• _Problem description_: Copy every one of the entries below word for word, leaving out the pictures.

• _Task inputs_:
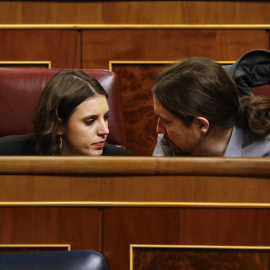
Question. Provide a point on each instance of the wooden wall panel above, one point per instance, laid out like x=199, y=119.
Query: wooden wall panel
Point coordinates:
x=134, y=12
x=176, y=226
x=197, y=258
x=61, y=47
x=102, y=46
x=77, y=227
x=109, y=203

• _Reply_:
Question. Provide a point on each instance of the wooden wall panel above, one point per instance, laid out like x=199, y=119.
Query: wooden wall panel
Point coordinates:
x=134, y=12
x=176, y=226
x=197, y=258
x=61, y=47
x=102, y=46
x=77, y=227
x=109, y=203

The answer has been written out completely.